AIM OF THE EXERCISE: Count the lines in the records below that contain the string "mask", matching case exactly, and reply with the number alone.

___ SOURCE DATA ___

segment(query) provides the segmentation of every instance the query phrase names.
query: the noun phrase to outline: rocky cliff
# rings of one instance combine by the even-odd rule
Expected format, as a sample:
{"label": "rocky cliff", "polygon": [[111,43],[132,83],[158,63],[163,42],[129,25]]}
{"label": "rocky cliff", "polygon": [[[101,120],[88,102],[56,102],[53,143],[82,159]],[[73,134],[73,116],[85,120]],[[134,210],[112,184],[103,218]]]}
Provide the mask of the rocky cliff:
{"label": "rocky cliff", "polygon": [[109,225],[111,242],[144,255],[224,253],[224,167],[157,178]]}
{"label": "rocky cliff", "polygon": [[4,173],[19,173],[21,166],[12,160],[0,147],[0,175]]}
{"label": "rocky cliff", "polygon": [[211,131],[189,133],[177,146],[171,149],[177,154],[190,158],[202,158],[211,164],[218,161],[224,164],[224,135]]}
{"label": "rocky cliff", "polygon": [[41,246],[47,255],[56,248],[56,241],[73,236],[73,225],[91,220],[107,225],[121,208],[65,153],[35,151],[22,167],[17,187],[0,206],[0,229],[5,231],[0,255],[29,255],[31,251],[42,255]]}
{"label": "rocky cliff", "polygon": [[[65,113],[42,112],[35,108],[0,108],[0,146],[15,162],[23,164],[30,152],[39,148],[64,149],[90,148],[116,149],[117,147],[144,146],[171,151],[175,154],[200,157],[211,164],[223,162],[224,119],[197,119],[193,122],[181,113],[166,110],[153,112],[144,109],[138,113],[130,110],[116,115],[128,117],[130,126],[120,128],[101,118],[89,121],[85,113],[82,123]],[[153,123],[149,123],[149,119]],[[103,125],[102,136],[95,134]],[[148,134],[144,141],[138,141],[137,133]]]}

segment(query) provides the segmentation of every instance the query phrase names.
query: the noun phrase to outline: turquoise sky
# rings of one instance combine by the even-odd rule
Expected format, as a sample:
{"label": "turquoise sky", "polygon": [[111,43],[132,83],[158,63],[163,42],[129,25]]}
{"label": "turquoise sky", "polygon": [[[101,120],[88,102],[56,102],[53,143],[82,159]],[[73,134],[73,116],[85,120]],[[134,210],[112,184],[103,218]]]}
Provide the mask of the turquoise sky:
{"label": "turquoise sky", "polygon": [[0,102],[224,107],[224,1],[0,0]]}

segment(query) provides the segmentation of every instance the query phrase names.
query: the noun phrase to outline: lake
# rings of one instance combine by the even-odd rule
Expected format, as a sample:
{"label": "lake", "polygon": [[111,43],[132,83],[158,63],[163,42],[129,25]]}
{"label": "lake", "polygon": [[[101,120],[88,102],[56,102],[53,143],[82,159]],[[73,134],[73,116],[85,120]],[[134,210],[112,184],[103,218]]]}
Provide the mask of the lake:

___

OUTPUT FOR THIS EXERCISE: 3